Turn the material from its start up to and including the line with "247 89 L 247" into a two-column CSV headed instruction and output, with each text and its answer in one quoted field and line breaks changed to spaces.

###

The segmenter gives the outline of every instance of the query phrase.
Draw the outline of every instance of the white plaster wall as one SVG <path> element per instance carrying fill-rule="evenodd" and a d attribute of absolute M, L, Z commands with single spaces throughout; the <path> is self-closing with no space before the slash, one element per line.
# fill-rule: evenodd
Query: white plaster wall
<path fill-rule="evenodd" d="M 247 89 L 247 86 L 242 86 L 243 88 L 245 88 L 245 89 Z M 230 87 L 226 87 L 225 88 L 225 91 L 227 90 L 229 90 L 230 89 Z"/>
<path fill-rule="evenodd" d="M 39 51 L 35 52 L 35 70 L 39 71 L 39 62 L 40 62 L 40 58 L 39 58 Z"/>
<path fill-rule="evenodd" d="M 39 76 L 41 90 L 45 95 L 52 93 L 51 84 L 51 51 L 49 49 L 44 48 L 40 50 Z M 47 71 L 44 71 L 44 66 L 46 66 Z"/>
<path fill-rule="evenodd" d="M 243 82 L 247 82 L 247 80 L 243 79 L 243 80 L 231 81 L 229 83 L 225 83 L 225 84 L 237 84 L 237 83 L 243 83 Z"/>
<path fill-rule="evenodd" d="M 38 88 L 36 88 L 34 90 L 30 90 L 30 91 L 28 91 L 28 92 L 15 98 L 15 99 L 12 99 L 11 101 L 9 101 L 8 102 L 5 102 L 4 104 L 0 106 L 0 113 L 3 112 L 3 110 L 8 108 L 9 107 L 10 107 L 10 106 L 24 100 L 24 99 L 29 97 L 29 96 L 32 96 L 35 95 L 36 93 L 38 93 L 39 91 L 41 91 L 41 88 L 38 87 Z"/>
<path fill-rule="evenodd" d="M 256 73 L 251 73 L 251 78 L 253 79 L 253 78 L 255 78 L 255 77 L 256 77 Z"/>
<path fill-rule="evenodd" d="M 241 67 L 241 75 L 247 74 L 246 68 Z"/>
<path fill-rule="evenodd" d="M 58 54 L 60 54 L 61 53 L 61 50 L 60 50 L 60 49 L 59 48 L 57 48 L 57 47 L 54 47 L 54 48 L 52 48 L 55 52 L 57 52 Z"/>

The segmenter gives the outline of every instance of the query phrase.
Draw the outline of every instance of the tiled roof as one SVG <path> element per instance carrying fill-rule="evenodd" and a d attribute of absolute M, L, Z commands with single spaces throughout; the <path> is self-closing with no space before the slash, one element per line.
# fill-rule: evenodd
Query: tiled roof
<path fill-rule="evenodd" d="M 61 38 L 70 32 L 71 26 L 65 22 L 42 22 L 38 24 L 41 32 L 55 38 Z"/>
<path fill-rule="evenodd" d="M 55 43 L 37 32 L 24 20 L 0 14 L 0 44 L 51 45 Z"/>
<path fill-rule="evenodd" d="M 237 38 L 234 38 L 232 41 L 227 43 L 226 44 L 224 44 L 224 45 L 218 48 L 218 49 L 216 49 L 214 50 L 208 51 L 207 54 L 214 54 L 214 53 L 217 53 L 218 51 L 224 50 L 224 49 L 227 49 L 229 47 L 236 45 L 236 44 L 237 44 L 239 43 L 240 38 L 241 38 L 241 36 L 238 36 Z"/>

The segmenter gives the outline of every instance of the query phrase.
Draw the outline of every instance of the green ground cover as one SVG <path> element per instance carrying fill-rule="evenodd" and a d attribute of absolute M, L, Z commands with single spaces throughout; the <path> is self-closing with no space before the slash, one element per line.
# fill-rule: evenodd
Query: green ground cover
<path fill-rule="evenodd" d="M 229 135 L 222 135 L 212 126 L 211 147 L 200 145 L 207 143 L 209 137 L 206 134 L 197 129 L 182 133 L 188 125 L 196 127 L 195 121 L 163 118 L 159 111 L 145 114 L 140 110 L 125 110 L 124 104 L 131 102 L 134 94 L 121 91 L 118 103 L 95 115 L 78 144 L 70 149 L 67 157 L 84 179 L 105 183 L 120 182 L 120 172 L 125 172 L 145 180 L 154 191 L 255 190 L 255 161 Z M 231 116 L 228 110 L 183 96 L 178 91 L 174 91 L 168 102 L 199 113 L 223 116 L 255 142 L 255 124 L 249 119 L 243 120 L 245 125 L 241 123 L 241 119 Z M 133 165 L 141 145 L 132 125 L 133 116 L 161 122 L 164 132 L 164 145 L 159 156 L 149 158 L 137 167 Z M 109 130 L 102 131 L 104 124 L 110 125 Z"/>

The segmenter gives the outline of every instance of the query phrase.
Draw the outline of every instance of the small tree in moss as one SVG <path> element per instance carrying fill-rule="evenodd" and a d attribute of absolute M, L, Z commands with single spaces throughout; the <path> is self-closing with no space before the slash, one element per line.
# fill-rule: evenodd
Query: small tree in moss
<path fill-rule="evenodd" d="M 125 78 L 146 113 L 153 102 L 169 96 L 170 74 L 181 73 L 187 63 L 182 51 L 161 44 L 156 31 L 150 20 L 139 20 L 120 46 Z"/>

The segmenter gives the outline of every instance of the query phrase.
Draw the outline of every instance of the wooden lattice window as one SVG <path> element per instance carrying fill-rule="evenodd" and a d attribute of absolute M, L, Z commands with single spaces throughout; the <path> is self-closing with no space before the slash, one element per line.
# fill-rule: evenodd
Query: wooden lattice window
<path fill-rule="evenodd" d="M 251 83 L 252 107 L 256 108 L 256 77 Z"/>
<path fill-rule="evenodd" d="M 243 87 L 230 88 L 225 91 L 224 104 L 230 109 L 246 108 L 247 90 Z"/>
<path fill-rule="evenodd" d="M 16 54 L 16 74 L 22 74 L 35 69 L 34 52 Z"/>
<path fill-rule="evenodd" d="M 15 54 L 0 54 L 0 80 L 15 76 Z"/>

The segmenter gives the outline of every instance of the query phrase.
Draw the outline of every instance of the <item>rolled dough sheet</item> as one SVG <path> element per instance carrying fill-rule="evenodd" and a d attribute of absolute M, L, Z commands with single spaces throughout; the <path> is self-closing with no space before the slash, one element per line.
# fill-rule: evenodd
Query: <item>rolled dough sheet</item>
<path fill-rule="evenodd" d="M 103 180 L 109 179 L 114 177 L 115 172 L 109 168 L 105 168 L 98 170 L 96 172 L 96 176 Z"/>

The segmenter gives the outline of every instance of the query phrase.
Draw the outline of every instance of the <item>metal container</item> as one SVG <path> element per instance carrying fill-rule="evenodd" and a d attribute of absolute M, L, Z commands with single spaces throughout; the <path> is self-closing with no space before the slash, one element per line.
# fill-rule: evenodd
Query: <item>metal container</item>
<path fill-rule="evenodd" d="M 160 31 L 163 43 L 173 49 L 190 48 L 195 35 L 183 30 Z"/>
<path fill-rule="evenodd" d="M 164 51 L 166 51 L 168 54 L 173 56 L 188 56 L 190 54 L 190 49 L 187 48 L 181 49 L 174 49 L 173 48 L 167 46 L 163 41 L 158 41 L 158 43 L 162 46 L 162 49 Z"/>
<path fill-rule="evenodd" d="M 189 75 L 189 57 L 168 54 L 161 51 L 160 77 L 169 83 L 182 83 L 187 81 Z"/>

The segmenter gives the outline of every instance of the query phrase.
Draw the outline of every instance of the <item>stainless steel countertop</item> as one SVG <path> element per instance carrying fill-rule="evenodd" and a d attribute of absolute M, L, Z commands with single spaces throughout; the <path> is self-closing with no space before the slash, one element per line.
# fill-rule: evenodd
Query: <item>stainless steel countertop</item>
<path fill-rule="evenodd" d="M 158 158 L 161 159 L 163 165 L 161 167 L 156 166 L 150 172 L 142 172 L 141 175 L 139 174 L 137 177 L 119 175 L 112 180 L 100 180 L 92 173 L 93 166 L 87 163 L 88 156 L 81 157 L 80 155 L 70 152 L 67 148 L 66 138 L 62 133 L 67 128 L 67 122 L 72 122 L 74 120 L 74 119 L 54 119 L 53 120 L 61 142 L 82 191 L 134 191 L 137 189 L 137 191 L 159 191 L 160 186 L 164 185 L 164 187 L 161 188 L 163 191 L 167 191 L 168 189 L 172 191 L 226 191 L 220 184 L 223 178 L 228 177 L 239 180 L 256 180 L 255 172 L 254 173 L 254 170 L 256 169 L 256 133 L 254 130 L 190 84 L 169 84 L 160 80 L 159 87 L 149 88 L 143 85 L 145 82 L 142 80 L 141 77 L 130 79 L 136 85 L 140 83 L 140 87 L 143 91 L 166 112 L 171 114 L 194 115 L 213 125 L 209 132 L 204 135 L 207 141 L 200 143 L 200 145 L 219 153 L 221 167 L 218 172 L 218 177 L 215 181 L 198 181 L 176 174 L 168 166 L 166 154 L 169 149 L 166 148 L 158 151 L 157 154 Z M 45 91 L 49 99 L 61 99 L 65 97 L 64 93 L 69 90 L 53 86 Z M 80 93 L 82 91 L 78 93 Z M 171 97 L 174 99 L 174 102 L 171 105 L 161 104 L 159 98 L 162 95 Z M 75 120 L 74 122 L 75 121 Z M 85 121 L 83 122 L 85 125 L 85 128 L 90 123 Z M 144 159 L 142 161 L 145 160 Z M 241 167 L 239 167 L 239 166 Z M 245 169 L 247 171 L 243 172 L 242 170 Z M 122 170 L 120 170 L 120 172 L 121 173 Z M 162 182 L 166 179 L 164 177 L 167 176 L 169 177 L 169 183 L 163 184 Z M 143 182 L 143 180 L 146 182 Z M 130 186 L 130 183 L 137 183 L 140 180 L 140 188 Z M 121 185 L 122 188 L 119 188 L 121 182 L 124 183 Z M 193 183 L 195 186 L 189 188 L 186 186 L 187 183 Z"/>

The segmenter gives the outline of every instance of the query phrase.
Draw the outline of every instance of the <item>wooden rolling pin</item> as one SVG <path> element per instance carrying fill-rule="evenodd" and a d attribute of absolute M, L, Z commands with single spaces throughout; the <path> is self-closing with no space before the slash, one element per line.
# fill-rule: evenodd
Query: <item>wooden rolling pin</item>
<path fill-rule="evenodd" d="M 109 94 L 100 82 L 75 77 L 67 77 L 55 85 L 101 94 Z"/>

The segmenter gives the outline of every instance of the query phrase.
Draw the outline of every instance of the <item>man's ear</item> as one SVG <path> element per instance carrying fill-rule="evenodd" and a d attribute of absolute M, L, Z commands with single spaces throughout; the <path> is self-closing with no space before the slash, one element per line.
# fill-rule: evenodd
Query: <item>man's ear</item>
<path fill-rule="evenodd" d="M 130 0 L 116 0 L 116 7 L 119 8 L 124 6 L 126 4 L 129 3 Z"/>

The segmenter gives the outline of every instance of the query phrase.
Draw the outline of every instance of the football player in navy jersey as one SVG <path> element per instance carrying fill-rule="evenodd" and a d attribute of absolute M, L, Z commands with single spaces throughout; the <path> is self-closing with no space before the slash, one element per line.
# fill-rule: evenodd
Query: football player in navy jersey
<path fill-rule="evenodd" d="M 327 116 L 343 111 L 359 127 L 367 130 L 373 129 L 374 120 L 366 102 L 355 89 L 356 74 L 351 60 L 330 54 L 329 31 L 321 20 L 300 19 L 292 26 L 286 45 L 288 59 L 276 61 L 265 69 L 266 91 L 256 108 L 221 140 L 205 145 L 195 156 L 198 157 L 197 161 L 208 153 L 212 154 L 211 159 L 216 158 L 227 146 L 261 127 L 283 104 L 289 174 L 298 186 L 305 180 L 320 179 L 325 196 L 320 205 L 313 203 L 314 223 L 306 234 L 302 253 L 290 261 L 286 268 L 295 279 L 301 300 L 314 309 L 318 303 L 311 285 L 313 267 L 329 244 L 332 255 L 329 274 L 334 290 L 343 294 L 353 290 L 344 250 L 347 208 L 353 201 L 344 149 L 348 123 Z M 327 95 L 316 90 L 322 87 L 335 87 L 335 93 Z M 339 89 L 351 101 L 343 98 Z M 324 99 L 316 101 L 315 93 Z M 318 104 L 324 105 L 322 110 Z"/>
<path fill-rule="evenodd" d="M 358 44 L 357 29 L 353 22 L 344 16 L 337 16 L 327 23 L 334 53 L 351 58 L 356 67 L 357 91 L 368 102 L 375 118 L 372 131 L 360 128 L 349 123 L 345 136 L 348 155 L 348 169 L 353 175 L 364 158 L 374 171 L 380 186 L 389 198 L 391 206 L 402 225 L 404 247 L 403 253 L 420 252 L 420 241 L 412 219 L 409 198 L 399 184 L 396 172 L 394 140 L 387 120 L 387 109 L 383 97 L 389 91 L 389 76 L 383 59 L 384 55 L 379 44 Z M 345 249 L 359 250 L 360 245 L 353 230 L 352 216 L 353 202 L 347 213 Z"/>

###

#### Response
instruction,output
"The segmenter gives the outline of every instance of the query phrase. Draw the outline of every instance of the white plaster wall as one SVG <path> element per instance carrying fill-rule=""evenodd"" and a d attribute of absolute M, L, Z commands with single spaces throughout; the <path> is self-closing with no space before the slash, one element per line. # fill-rule: evenodd Query: white plaster wall","<path fill-rule=""evenodd"" d=""M 247 89 L 247 86 L 242 86 L 243 88 L 245 88 L 245 89 Z M 230 87 L 226 87 L 225 88 L 225 91 L 227 90 L 229 90 L 230 89 Z""/>"